#### TEXT PASSAGE
+-------+

Interviewing Thoughts

I’m currently interviewing people for another round in our restructure, and it’s making me compare some of the answers to my own attempts over the years.

It’s of course easier for me as I’ve a marking matrix and suggested topics for answers but leaving that to one side it continues to fascinate me how different people approach the same questions in different ways.

Perhaps it’s also a mark of my age and experience now that I’m intrigued when people struggle unexpectedly with questions that I’ve breezed past before. I fully acknowledge that in those moments I am a horrible person, but I temper it with wanting people to succeed, to pull back their marks as they think through whatever has made them stumble and work it out in front of me.

Seeing that process and battle and resulting success makes my day, even as I wonder if I was ever that off the mark with interviews.

The quick answer is: of course I was, sometimes for years at a time.

Ruminations

I was in therapy last week, talking about various events in a busy couple of weeks, and how I’m keeping on top of some things, and how other things are knocking at me, and otherwise having a mental and emotional check-up.

As anyone who’s worked their way through counselling can tell you, it’s hard work that spares no blushes when everything clicks – and your relationship with your therapist can be as intimate when it comes to knowing each other as a long term partner. They learn what makes you tick, your tells, your buttons, and at their best when to back off and let you do the heavy digging.

+-------+

#### GIVEN DATA
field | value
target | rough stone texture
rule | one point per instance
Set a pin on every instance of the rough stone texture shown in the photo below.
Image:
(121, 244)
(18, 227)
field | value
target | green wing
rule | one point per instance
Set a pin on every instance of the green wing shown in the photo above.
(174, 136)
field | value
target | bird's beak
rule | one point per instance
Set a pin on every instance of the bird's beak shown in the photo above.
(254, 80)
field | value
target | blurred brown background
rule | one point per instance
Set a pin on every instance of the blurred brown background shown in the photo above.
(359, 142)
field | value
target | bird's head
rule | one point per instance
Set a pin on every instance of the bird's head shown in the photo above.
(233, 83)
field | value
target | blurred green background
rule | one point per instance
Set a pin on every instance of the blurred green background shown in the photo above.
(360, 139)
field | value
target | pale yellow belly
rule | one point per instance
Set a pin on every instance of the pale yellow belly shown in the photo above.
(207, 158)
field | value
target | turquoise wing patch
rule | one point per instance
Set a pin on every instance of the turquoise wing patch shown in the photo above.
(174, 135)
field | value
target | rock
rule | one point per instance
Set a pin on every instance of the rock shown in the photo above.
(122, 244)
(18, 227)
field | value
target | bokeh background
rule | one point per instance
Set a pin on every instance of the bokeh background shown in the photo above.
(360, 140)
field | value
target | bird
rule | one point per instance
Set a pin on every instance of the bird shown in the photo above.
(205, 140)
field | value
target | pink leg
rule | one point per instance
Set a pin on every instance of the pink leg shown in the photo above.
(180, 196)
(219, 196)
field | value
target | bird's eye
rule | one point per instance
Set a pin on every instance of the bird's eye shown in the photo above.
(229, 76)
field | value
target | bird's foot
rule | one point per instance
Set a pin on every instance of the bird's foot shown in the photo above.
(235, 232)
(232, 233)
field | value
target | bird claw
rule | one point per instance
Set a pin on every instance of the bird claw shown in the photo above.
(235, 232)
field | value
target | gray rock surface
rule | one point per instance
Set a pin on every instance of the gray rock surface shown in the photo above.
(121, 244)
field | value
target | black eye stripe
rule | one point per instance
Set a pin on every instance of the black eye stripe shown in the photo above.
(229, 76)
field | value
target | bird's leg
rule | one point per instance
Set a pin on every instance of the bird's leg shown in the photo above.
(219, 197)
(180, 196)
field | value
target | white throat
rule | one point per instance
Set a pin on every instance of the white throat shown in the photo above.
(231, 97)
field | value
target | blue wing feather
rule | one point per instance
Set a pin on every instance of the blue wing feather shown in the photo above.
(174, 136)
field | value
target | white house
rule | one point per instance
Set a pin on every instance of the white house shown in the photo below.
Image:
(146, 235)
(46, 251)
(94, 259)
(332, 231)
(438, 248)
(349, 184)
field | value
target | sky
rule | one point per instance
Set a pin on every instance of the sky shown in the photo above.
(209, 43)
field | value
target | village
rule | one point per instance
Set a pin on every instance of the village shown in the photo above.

+-------+

#### WORK ORDER A
Answer these from the blog post:
(i) What does the writer have that makes interviewing easier for them?
(ii) When was the writer in therapy?
(iii) What does the writer call themselves during the moments when people struggle unexpectedly?
#### WORK ORDER B
List everything that, according to the blog post, a therapist learns about you.
#### WORK ORDER C
Extract the blog post's text between "I’m currently interviewing" and "front of me.", inclusive.
None of the items is needed for this work.

#### ANSWER A
(i) A marking matrix and suggested topics for answers.
(ii) Last week.
(iii) A horrible person.

#### ANSWER B
- What makes you tick
- Your tells
- Your buttons
- At their best, when to back off and let you do the heavy digging

#### ANSWER C
I’m currently interviewing people for another round in our restructure, and it’s making me compare some of the answers to my own attempts over the years.

It’s of course easier for me as I’ve a marking matrix and suggested topics for answers but leaving that to one side it continues to fascinate me how different people approach the same questions in different ways.

Perhaps it’s also a mark of my age and experience now that I’m intrigued when people struggle unexpectedly with questions that I’ve breezed past before. I fully acknowledge that in those moments I am a horrible person, but I temper it with wanting people to succeed, to pull back their marks as they think through whatever has made them stumble and work it out in front of me.